Hence for any \(c \in \{0, \ldots , p-2\}\) and \(a \in A^-\), for all pairs \((i, j)\) with \(j-i=1\) and \(c_{i, j} = c\), the value of \(\tau _a(i, j) = d_k(i, a) + d_{\ell }(j, a)\) is determined and is independent of \(i\) and \(j\): if \(h_{k}(a) = +1\), \(h_{\ell }(a) = -1\), then \(\tau _a(i, j) = m-1-(d(j, a) - d(i, a))\), and if \(h_{k}(a) = -1\) and \(h_{\ell }(a) = +1\), then \(\tau _a(i, j) = m-1+(d(j, a) - d(i, a))\).

Let \(a \in A^+\). If \(a < c_{i,j}\), then \(d(i, a) = m - 1\) and \(d(j, a) = 0\) whence \(\{d_{k}(i, a), d_{\ell }(j, a)\} = \{0, m-1\}\) and thus \(\tau _a(i, j) = m-1\). If \(a = c_{i, j}\), then \(|d_{k}(i, a) - d_{\ell }(j, a)| = 1\) since \(d(j, c_{i, j}) - d(i, c_{i, j}) = 1\), and thus \(\tau _a(i, j)\) is an odd integer between \(1\) and \(2m-3\). If \(a > c_{i, j}\), then \(d_{k}(i, a) = d_{\ell }(j, a)\) since \(d(i, a) = d(j, a)\), and thus \(\tau _a(i, j)\) is an even integer between \(0\) and \(2m-2\). In each of these three cases we can see that, for any \(c \in \{0, \ldots , p-2\}\) and \(a \in A^+\), there are at most \(m\) possible values of \(\tau _a(i, j)\) for pairs \((i, j)\) with \(j - i = 1\) and \(c_{i, j} = c\).

* * * * *

◆ EXERCISE
Condense the paragraph of the passage beginning "Let \(a \in A^+\)" into a bulleted list that keeps its three cases and its conclusion. Base your work on the passage above and on no other source.

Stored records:
* * * * *

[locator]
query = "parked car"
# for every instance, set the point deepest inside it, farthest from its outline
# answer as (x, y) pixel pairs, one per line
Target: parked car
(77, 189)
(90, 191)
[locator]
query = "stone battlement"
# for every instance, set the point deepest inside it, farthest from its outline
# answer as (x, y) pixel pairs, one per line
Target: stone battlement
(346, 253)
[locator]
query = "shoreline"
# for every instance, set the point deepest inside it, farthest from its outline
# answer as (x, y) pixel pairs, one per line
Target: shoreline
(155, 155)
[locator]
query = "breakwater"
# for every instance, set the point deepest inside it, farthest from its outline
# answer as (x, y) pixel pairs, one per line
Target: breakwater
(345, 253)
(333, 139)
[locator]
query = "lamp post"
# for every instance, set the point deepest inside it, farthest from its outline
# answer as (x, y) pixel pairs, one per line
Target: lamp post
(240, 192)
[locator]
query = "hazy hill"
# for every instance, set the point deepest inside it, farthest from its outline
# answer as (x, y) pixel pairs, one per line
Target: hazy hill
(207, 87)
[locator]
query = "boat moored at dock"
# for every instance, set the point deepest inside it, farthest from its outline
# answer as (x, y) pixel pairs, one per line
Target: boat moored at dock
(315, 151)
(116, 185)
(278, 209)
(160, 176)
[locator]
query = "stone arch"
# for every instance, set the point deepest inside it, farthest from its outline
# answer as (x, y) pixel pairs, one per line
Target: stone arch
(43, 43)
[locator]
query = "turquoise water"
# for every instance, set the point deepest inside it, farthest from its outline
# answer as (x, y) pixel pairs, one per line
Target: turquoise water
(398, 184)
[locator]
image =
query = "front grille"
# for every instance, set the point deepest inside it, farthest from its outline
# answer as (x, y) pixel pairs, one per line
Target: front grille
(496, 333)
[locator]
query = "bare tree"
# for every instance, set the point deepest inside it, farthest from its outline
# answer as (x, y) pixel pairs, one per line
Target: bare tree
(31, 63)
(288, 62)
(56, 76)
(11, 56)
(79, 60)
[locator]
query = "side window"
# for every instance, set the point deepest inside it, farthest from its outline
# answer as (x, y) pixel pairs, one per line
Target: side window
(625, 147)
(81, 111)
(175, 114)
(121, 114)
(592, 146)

* * * * *

◆ THE SOLUTION
For \(a \in A^+\):
- If \(a < c_{i,j}\): \(d(i, a) = m - 1\) and \(d(j, a) = 0\), so \(\{d_{k}(i, a), d_{\ell }(j, a)\} = \{0, m-1\}\) and \(\tau _a(i, j) = m-1\).
- If \(a = c_{i,j}\): since \(d(j, c_{i, j}) - d(i, c_{i, j}) = 1\), \(|d_{k}(i, a) - d_{\ell }(j, a)| = 1\), so \(\tau _a(i, j)\) is an odd integer between \(1\) and \(2m-3\).
- If \(a > c_{i,j}\): since \(d(i, a) = d(j, a)\), \(d_{k}(i, a) = d_{\ell }(j, a)\), so \(\tau _a(i, j)\) is an even integer between \(0\) and \(2m-2\).
- Conclusion: for any \(c \in \{0, \ldots , p-2\}\) and \(a \in A^+\), \(\tau _a(i, j)\) takes at most \(m\) possible values over pairs \((i, j)\) with \(j - i = 1\) and \(c_{i, j} = c\).